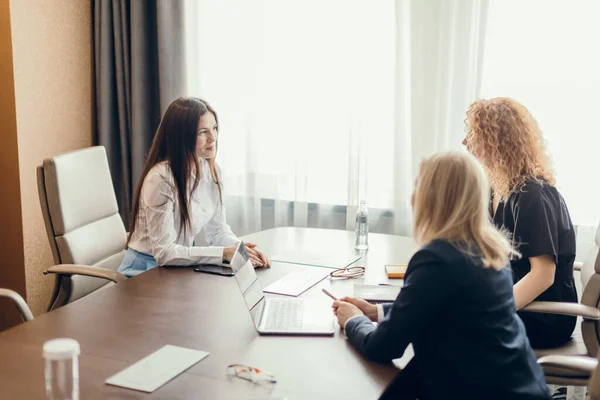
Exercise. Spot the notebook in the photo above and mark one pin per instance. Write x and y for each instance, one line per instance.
(297, 282)
(376, 293)
(158, 368)
(326, 260)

● ● ● ● ●

Required work → Render the record above as a numbered list with one line per item, skipping any blank lines and leaving out the picture.

Result for this exercise →
1. Exercise. Spot the notebook in the photo above and mark one pin per instance. Write x and y for each instance, one line per instance.
2. (297, 282)
3. (376, 293)
4. (158, 368)
5. (326, 260)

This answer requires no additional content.